Report only the number of lines in the material below that contain the string "parts", treating case as significant.

Recorded data:
>> begin
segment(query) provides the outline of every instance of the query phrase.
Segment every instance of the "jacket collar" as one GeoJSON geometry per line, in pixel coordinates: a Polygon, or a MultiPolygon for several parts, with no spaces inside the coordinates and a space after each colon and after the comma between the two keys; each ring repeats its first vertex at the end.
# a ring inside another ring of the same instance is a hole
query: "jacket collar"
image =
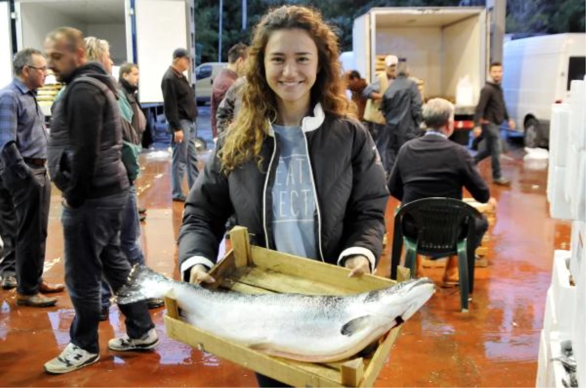
{"type": "MultiPolygon", "coordinates": [[[[305,116],[301,120],[301,130],[304,133],[315,131],[322,126],[325,118],[326,114],[322,108],[322,105],[318,103],[314,107],[314,115],[305,116]]],[[[268,135],[274,137],[275,131],[272,129],[272,123],[270,122],[269,124],[268,135]]]]}

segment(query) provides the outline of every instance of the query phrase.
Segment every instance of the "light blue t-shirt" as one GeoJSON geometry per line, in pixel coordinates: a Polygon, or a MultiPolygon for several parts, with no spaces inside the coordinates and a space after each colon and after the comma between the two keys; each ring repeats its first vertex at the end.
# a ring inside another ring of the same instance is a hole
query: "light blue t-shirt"
{"type": "Polygon", "coordinates": [[[278,134],[280,155],[272,186],[272,230],[277,250],[318,258],[315,243],[315,201],[301,127],[273,124],[278,134]]]}

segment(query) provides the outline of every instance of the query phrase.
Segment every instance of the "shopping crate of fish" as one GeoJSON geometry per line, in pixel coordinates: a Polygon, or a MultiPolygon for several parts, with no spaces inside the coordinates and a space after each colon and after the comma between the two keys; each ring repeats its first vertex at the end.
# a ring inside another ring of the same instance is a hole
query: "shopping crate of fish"
{"type": "Polygon", "coordinates": [[[172,295],[169,337],[294,387],[372,387],[401,324],[434,292],[426,279],[349,278],[340,267],[251,246],[244,228],[230,240],[210,271],[214,284],[143,268],[143,291],[172,295]]]}

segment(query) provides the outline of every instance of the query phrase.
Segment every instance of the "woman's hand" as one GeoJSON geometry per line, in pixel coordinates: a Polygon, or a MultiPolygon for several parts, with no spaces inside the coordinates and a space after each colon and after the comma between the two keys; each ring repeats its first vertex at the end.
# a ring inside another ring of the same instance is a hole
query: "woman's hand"
{"type": "Polygon", "coordinates": [[[352,270],[348,277],[370,273],[370,261],[366,256],[361,254],[349,256],[344,263],[344,267],[352,270]]]}
{"type": "Polygon", "coordinates": [[[196,264],[191,267],[189,271],[189,283],[192,284],[199,284],[201,283],[213,283],[216,279],[207,273],[207,270],[202,264],[196,264]]]}

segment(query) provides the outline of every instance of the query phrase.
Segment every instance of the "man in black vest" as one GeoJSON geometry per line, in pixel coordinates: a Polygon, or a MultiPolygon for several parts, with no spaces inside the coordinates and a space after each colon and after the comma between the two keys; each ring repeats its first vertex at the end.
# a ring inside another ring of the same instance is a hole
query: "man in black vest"
{"type": "MultiPolygon", "coordinates": [[[[407,142],[399,151],[389,178],[389,190],[403,203],[430,197],[462,199],[465,187],[479,202],[496,207],[468,150],[448,139],[454,132],[454,105],[446,100],[427,101],[423,110],[427,132],[407,142]]],[[[406,223],[405,234],[416,237],[414,227],[406,223]]],[[[488,229],[486,217],[476,220],[475,226],[474,244],[478,247],[488,229]]],[[[458,262],[452,257],[446,264],[444,284],[457,283],[457,277],[458,262]]]]}
{"type": "MultiPolygon", "coordinates": [[[[65,373],[100,358],[100,285],[103,273],[115,292],[130,272],[120,231],[128,196],[121,158],[122,130],[116,86],[102,66],[87,62],[82,33],[61,28],[45,40],[49,67],[67,89],[53,106],[47,148],[49,172],[63,193],[65,283],[75,317],[71,342],[47,362],[49,373],[65,373]]],[[[159,340],[144,302],[120,305],[127,335],[108,342],[114,350],[154,348],[159,340]]]]}

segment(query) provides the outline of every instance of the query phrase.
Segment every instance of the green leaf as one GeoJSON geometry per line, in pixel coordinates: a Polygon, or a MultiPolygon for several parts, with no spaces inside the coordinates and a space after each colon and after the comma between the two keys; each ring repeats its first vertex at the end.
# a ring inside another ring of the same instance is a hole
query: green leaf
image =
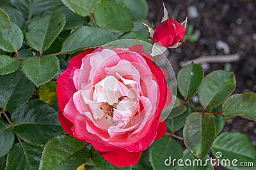
{"type": "Polygon", "coordinates": [[[116,40],[110,32],[103,29],[83,26],[69,36],[62,45],[61,52],[68,53],[81,48],[92,48],[116,40]]]}
{"type": "Polygon", "coordinates": [[[14,141],[14,134],[12,127],[0,119],[0,157],[4,156],[12,148],[14,141]]]}
{"type": "Polygon", "coordinates": [[[16,23],[20,29],[23,28],[25,24],[25,18],[23,17],[23,14],[20,11],[13,7],[8,6],[2,6],[2,8],[6,11],[11,21],[16,23]]]}
{"type": "Polygon", "coordinates": [[[38,169],[43,148],[28,144],[18,143],[8,155],[5,170],[38,169]]]}
{"type": "Polygon", "coordinates": [[[30,57],[33,56],[31,50],[23,49],[19,51],[19,57],[30,57]]]}
{"type": "Polygon", "coordinates": [[[136,32],[129,32],[122,35],[120,39],[136,39],[146,41],[147,38],[136,32]]]}
{"type": "Polygon", "coordinates": [[[62,5],[60,0],[11,0],[11,3],[29,17],[52,11],[62,5]]]}
{"type": "Polygon", "coordinates": [[[7,156],[0,158],[0,169],[4,169],[7,156]]]}
{"type": "Polygon", "coordinates": [[[172,164],[172,160],[182,159],[182,148],[172,138],[163,137],[149,146],[149,161],[154,169],[174,169],[177,165],[172,164]]]}
{"type": "Polygon", "coordinates": [[[56,99],[57,84],[55,81],[48,83],[39,87],[39,99],[49,104],[52,104],[53,101],[56,99]]]}
{"type": "Polygon", "coordinates": [[[12,111],[28,101],[34,90],[20,70],[0,76],[0,108],[12,111]]]}
{"type": "Polygon", "coordinates": [[[204,78],[201,66],[193,62],[181,69],[177,76],[179,91],[185,99],[191,99],[199,90],[204,78]]]}
{"type": "Polygon", "coordinates": [[[215,117],[194,112],[188,116],[183,129],[183,138],[187,148],[197,158],[204,159],[215,138],[215,117]]]}
{"type": "Polygon", "coordinates": [[[46,103],[30,101],[12,113],[14,132],[28,143],[44,145],[52,137],[63,133],[57,115],[46,103]]]}
{"type": "Polygon", "coordinates": [[[28,45],[36,51],[45,51],[62,31],[65,23],[65,13],[60,11],[32,20],[25,33],[28,45]]]}
{"type": "Polygon", "coordinates": [[[220,134],[214,140],[211,149],[212,154],[218,159],[222,166],[229,169],[255,169],[256,150],[252,145],[246,135],[236,132],[226,132],[220,134]],[[230,166],[225,160],[230,160],[230,166]],[[232,164],[234,160],[237,165],[232,164]],[[241,162],[253,162],[253,167],[240,167],[241,162]],[[223,163],[223,164],[221,164],[223,163]]]}
{"type": "MultiPolygon", "coordinates": [[[[150,23],[148,23],[148,21],[145,20],[140,20],[140,22],[143,22],[147,25],[150,24],[150,23]]],[[[138,22],[134,22],[133,29],[132,29],[132,31],[140,33],[140,34],[142,35],[143,37],[145,37],[146,38],[149,38],[148,30],[147,29],[145,26],[141,24],[141,23],[138,22]]]]}
{"type": "Polygon", "coordinates": [[[92,160],[99,170],[128,170],[130,167],[116,167],[105,160],[93,147],[91,148],[92,160]]]}
{"type": "Polygon", "coordinates": [[[200,104],[207,108],[220,105],[236,89],[235,75],[227,71],[214,71],[207,75],[199,89],[200,104]]]}
{"type": "Polygon", "coordinates": [[[143,152],[139,162],[132,166],[132,170],[152,170],[152,166],[150,165],[148,155],[146,152],[143,152]]]}
{"type": "MultiPolygon", "coordinates": [[[[173,96],[173,99],[175,99],[174,97],[176,98],[175,102],[174,103],[173,108],[172,108],[170,114],[169,115],[168,118],[176,117],[179,115],[180,115],[187,110],[186,106],[181,103],[180,99],[178,97],[173,96]]],[[[170,106],[169,106],[168,107],[170,106]]],[[[166,109],[167,109],[168,107],[167,107],[166,109]]],[[[164,111],[166,109],[164,109],[164,111]]],[[[164,114],[164,115],[166,115],[164,114]]]]}
{"type": "Polygon", "coordinates": [[[223,129],[226,121],[223,120],[221,115],[214,115],[215,118],[215,125],[216,128],[216,135],[219,134],[223,129]]]}
{"type": "Polygon", "coordinates": [[[20,61],[8,55],[0,55],[0,75],[15,71],[20,66],[20,61]]]}
{"type": "Polygon", "coordinates": [[[173,117],[165,120],[167,127],[173,133],[180,129],[184,125],[186,118],[191,113],[191,110],[186,107],[185,112],[177,117],[173,117]]]}
{"type": "Polygon", "coordinates": [[[178,166],[176,170],[214,170],[211,162],[209,161],[210,157],[208,155],[204,160],[197,159],[188,150],[185,150],[183,152],[182,160],[182,162],[178,166]]]}
{"type": "Polygon", "coordinates": [[[248,92],[234,94],[222,106],[224,120],[239,116],[256,121],[256,94],[248,92]]]}
{"type": "Polygon", "coordinates": [[[0,29],[10,30],[11,29],[11,20],[8,15],[2,8],[0,8],[0,29]]]}
{"type": "Polygon", "coordinates": [[[76,169],[90,157],[86,145],[70,136],[58,136],[45,145],[39,169],[76,169]]]}
{"type": "Polygon", "coordinates": [[[61,1],[75,13],[86,17],[95,11],[100,5],[101,0],[61,0],[61,1]]]}
{"type": "MultiPolygon", "coordinates": [[[[221,106],[219,106],[217,108],[212,109],[211,112],[220,112],[221,111],[221,106]]],[[[215,118],[215,125],[216,129],[216,135],[218,135],[223,129],[226,121],[223,120],[222,115],[220,114],[214,114],[215,118]]]]}
{"type": "Polygon", "coordinates": [[[14,22],[12,22],[12,30],[0,29],[0,49],[8,52],[17,52],[22,43],[22,32],[14,22]]]}
{"type": "Polygon", "coordinates": [[[133,21],[129,12],[120,4],[109,1],[101,1],[93,18],[98,26],[111,31],[129,32],[133,27],[133,21]]]}
{"type": "Polygon", "coordinates": [[[39,87],[57,74],[60,64],[56,56],[28,57],[22,60],[21,69],[28,78],[39,87]]]}
{"type": "MultiPolygon", "coordinates": [[[[92,1],[92,2],[94,2],[94,1],[92,1]]],[[[89,17],[81,17],[71,11],[65,6],[58,8],[56,11],[63,12],[66,15],[66,24],[64,26],[63,30],[81,27],[90,21],[89,17]]]]}
{"type": "Polygon", "coordinates": [[[134,20],[143,20],[148,13],[148,6],[145,0],[115,0],[115,2],[127,8],[134,20]]]}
>> end
**The reply**
6